_Extract provided:_
Pro Tip: Instantly Turn Slack Messages into Grafana Annotations with the Memo Tool

2020-02-12 3 min

I have been a Grafana power user since almost the day it was conceived.

During this time, I’ve gotten acquainted with a few quirks but also many features, some of which are rather obscure.

One of these features that few know about but I absolutely love is annotations. Pulling in point-in-time textual events and time frames and overlaying them on top of metric or log data is a fantastic way to correlate disparate pieces of information: marketing events on top of pageviews, configuration deployments over service latency charts, and so on.

The possibilities to gain novel insights and attribute pattern changes are fairly obvious.

Grafana has a very useful API to create and manage annotations. As such, I recommend anyone who builds deployment systems, configuration management systems, marketing automation, and anything that may cause certain charts to go funky to make use of this API to create annotations to embellish your charts. It works especially well across different domains because you can tag the annotations to classify them and only show the relevant ones based on the use case.

My colleague Joe already shared how we use Loki and kubernetes-diff-logger to show events (in particular Kubernetes deployments) as annotations. But the world is not perfect. We don’t have 100% automation. Sometimes we make a change or trigger some event for which we have no automation and want to manually add an annotation.

For those cases, we need an as-frictionless-as-possible way to add categorized annotations into Grafana.

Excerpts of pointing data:
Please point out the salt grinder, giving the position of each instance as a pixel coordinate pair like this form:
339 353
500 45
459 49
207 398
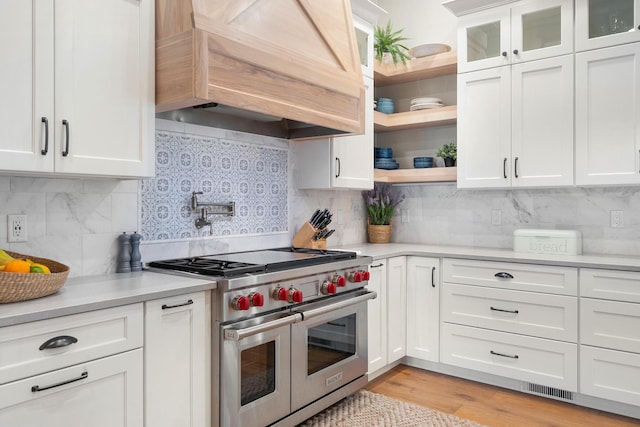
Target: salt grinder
136 264
124 253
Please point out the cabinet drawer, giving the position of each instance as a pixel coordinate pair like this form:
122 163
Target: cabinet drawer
98 333
102 393
536 360
610 324
507 275
610 374
527 313
610 284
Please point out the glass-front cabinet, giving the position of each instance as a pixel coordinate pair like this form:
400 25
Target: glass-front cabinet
523 31
602 23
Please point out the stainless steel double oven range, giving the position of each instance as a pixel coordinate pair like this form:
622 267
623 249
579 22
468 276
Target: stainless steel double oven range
290 332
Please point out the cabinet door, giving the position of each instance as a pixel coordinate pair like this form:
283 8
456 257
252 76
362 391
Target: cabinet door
423 308
602 23
542 122
352 159
27 89
608 115
104 83
541 29
484 40
104 393
396 308
377 317
177 361
484 128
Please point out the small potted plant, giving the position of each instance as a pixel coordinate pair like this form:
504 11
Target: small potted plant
381 203
449 153
387 42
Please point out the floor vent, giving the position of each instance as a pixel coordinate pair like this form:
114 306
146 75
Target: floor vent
549 391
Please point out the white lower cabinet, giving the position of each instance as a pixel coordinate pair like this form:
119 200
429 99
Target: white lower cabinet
536 360
610 374
514 320
103 393
610 335
396 308
177 361
386 313
377 316
423 308
74 371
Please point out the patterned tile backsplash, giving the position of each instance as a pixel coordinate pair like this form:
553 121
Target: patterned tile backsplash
253 176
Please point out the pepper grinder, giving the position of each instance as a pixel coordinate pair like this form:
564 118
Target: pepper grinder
124 253
136 264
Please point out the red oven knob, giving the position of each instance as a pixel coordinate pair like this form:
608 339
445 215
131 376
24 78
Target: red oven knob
328 288
295 296
256 299
355 276
341 281
281 294
240 303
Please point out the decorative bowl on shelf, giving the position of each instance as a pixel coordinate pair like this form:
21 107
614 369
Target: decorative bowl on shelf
422 162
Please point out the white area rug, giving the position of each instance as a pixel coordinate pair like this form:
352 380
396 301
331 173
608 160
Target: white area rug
367 409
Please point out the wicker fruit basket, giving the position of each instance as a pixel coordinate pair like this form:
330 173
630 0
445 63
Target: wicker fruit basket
25 286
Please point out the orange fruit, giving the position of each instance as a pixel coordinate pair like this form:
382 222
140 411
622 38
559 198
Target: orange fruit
17 266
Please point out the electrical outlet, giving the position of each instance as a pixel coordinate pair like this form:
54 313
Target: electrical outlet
496 217
16 228
405 215
617 219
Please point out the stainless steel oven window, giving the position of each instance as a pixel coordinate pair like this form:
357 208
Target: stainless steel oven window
331 342
257 372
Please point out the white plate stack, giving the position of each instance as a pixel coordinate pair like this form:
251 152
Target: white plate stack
424 103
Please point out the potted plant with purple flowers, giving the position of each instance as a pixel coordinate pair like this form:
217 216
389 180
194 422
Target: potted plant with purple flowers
381 204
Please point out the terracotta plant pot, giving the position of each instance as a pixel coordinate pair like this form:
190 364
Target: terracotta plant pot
379 233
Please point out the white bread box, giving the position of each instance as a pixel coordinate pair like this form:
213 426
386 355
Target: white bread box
561 242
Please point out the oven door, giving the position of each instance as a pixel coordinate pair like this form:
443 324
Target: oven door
329 347
255 370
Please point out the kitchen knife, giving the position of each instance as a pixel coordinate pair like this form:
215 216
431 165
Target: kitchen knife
315 218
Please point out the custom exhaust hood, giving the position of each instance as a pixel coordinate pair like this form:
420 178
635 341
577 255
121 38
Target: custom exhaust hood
284 68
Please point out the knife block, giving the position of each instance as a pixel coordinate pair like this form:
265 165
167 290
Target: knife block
304 238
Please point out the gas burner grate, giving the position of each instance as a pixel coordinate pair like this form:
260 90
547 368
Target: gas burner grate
209 267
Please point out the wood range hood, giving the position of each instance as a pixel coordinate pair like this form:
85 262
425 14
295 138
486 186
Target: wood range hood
284 68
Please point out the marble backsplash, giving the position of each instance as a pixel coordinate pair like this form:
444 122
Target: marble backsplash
442 214
77 221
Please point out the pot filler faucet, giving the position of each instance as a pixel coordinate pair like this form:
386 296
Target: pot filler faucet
207 208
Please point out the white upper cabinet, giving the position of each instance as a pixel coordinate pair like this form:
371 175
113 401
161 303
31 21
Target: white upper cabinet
523 31
80 99
608 115
515 125
602 23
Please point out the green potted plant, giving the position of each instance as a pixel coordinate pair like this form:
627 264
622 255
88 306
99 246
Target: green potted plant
449 153
381 204
386 40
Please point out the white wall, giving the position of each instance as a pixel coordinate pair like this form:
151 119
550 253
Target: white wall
423 21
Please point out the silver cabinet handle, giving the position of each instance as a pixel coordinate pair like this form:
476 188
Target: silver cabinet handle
504 311
503 275
37 388
510 356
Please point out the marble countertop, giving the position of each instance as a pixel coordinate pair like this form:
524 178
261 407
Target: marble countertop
89 293
80 294
379 251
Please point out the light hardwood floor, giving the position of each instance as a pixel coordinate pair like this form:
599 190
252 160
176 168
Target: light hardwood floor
489 405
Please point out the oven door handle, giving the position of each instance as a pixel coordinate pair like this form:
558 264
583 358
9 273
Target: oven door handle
240 334
337 306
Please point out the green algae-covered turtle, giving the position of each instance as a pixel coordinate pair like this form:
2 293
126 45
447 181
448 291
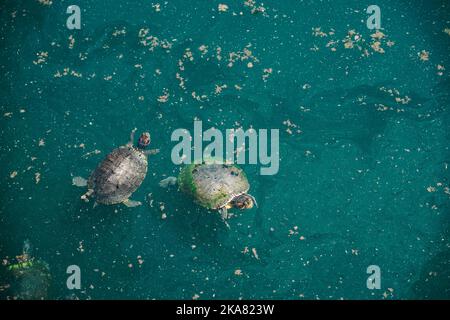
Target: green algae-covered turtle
213 185
119 174
31 276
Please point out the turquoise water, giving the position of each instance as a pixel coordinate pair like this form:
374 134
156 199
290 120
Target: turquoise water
364 147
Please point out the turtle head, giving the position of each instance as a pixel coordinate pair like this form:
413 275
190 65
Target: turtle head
144 140
244 201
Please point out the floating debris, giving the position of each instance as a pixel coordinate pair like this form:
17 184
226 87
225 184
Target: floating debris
45 2
37 177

_Required tasks:_
- a) Answer these questions on the post about Grafana annotations:
(i) What kind of Grafana user does the writer say they have been since almost the day it was conceived?
(ii) What does the writer recommend that people who build deployment systems use to create annotations?
(iii) Which two tools did the writer's colleague Joe share for showing events as annotations?
- b) Carry on writing the post about Grafana annotations, starting after its final sentence.

_The replies:_
- a)
(i) A Grafana power user.
(ii) Grafana's API for creating and managing annotations.
(iii) Loki and kubernetes-diff-logger.

- b)
Introducing… “memo.”

Memo is designed to do one thing and do it well: meet you where you are, and get your message into Grafana.

Turn a Slack message like this …

Slack Message
Slack Message

… into an annotation like this:

Memo Annotation
Memo Annotation

Luckily this memo was shared on Slack; otherwise somebody might freak out if they see this chart!

Currently, the memo tool supports the shell and Slack. In the shell, it will by default add tags for your username and hostname; in Slack it will include tags for the author and channel name.

While you can also customize the tags, this already allows for a great deal of categorization. For instance, we have different Slack channels tied to distinct hosted services, which makes it easy to pull in the annotations for those services in question, and possibly the ones you depend on as well.

If something happened, and you want to tell your colleagues about it, just put “memo” in front of your sentence. The Slackbot will pick it up and turn it into a Grafana annotation.

And… that’s it. Curious to hear what you think!